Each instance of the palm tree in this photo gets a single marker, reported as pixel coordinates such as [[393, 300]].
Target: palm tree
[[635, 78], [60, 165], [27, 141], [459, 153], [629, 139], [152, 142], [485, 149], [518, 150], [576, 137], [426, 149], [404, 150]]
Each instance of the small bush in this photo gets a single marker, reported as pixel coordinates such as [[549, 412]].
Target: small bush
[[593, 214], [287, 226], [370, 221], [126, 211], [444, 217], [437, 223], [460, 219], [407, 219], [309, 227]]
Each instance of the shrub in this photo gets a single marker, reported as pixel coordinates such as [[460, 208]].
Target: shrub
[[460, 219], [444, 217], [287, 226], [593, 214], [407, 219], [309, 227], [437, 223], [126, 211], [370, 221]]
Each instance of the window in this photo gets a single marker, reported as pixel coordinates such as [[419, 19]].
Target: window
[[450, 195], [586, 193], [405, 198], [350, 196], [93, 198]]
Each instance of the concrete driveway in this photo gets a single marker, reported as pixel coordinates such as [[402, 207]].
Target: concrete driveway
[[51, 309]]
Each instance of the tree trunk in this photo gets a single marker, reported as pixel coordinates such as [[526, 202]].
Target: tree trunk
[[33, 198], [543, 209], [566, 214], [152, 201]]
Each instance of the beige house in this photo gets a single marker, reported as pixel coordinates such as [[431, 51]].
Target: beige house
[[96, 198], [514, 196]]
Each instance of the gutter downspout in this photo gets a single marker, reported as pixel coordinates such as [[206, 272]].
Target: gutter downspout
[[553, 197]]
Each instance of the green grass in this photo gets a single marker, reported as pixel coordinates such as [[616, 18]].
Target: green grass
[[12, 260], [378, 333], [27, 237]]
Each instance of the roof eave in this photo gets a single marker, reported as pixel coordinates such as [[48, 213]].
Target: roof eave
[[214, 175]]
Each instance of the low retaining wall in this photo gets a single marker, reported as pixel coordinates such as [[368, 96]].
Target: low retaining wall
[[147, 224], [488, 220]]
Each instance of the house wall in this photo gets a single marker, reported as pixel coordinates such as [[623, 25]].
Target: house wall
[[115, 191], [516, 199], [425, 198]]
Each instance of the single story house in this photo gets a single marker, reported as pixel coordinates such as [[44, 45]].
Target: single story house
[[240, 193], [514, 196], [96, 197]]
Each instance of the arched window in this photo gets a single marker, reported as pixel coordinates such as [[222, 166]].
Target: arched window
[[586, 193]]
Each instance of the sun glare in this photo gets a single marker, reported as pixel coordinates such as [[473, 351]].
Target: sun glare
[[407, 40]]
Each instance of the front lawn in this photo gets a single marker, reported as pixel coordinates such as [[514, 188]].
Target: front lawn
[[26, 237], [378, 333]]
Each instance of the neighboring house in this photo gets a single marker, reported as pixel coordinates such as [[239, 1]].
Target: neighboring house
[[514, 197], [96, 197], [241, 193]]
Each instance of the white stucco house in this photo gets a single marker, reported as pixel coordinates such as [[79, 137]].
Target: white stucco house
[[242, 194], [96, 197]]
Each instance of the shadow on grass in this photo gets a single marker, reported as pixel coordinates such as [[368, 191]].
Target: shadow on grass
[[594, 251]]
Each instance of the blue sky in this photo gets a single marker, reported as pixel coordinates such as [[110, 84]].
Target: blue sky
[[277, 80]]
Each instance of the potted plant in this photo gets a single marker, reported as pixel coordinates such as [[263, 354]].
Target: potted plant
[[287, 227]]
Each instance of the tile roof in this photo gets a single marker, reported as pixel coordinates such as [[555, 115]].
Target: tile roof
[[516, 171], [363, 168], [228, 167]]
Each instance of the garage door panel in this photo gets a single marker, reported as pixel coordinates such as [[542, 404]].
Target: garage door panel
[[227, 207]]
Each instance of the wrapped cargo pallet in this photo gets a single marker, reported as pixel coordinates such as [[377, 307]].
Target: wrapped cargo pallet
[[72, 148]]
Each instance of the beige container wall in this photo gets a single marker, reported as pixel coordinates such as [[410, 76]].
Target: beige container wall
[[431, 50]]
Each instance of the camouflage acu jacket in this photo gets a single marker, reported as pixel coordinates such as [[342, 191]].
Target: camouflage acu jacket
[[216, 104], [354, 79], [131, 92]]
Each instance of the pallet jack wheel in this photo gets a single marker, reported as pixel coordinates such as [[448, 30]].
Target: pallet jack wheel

Exercise instructions — Please lay out every line of the records above as a numbered list, leaving out any blank lines.

Finished answer —
1. Each instance of the palm tree in this photo gets a single marker, reported as pixel coordinates such as [[393, 300]].
2. Target: palm tree
3. [[635, 78], [60, 165], [27, 141], [459, 153], [629, 139], [152, 142], [485, 149], [518, 150], [576, 137], [426, 149], [404, 150]]
4. Each instance of the small bush in this photo gets a single marker, reported as pixel coordinates such as [[549, 412]].
5. Target: small bush
6. [[593, 214], [287, 226], [370, 221], [126, 211], [444, 217], [437, 223], [460, 219], [407, 219], [309, 227]]
7. Each instance of the shrub in this photo gets a single marker, reported as pixel coordinates such as [[460, 208]].
8. Target: shrub
9. [[460, 219], [444, 217], [287, 226], [593, 214], [407, 219], [309, 227], [437, 223], [126, 211], [370, 221]]
10. Each instance of the window in this photo gets a single marker, reported as pixel coordinates such as [[419, 19]].
11. Target: window
12. [[450, 195], [586, 193], [405, 198], [350, 196], [93, 198]]
13. Each instance of the concrete driveway in this photo gets a single marker, reported as pixel coordinates such as [[402, 207]].
14. Target: concrete driveway
15. [[51, 309]]
16. Each instance of the tree trunk in this photo gets a single marker, reported as pixel coordinates such as [[526, 202]].
17. Target: tree trunk
18. [[33, 198], [543, 209], [566, 214], [152, 201]]
19. Each instance of the beige house in this photo gets a single marker, reported as pixel coordinates such as [[431, 51]].
20. Target: beige house
21. [[96, 198], [514, 196]]
22. Each instance of the gutter downspout in this photo gets a single marker, reported as pixel coordinates such as [[206, 272]].
23. Target: gutter downspout
24. [[553, 197]]
25. Each instance of the green grass in this photo gets a single marker, reported as pixel coordinates such as [[616, 18]].
26. Target: green grass
27. [[12, 260], [378, 333], [27, 237]]
28. Each instance of the roof eave in this photo gets a single marker, reported as pixel coordinates such as [[48, 213]].
29. Target: roof eave
30. [[214, 175]]
31. Each instance of the low retaining wall in this photo gets a single marker, reported as pixel coordinates such as [[368, 96]].
32. Target: low retaining wall
33. [[147, 224], [488, 220]]
34. Each instance of the house wall in this photo gets a single marker, reported as pixel coordinates such as [[623, 25]].
35. Target: house wall
36. [[115, 191], [516, 199], [425, 198]]
37. Each instance of the single story house in this photo gets a single marker, reported as pixel coordinates such as [[44, 45]].
38. Target: single story house
39. [[240, 193], [514, 196], [96, 197]]
40. Each instance of the arched window in this photo gets a single marker, reported as pixel coordinates such as [[222, 166]].
41. Target: arched window
42. [[586, 193]]
43. Each instance of the sun glare in this photo gets a single marker, reported as pixel coordinates such as [[473, 351]].
44. Target: sun glare
45. [[407, 40]]
46. Each instance of the front lawn in this photo gets a single marker, reported as pixel coordinates such as [[514, 188]].
47. Target: front lawn
48. [[26, 237], [378, 333]]
49. Each instance of the neighboring house in this photo gets a single marker, reported as pixel coordinates such as [[239, 1]].
50. Target: neighboring house
51. [[514, 197], [96, 197], [241, 193]]
52. Each instance of the white stucco house in this photo gets a single marker, reported as pixel coordinates such as [[79, 137]].
53. Target: white stucco house
54. [[242, 194], [96, 197]]
55. Each instance of the shadow on grass in this photo gets a single marker, reported as pixel coordinates such as [[368, 191]].
56. Target: shadow on grass
57. [[594, 251]]
58. Each instance of the blue sky in this photo gets a single marker, reported as pixel coordinates such as [[110, 84]].
59. Target: blue sky
60. [[277, 80]]
61. Each instance of the potted plant in this photo gets a single marker, reported as pixel coordinates such as [[263, 354]].
62. Target: potted plant
63. [[287, 227]]
64. Each instance of the tile roof in this photo gets a single marker, reported as pixel coordinates such as [[555, 115]].
65. Target: tile roof
66. [[516, 171], [363, 168], [228, 167]]
67. Each instance of the garage door panel in this photo gets a single marker, reported as pixel coordinates such as [[542, 404]].
68. Target: garage door panel
69. [[227, 207]]
70. Each instance of the wrapped cargo pallet in this photo gets a single marker, reported as pixel coordinates such as [[377, 307]].
71. Target: wrapped cargo pallet
72. [[72, 148]]
73. Each instance of the beige container wall in this photo gets a single marker, reported as pixel coordinates such as [[410, 76]].
74. Target: beige container wall
75. [[431, 50]]
76. Each instance of the camouflage acu jacket in this photo gets a single marker, reported as pixel coordinates such as [[342, 191]].
77. Target: camouflage acu jacket
78. [[216, 104], [354, 79], [131, 92]]
79. Each instance of the pallet jack wheel in this photo gets a single marker, reported as pixel coordinates such as [[448, 30]].
80. Target: pallet jack wheel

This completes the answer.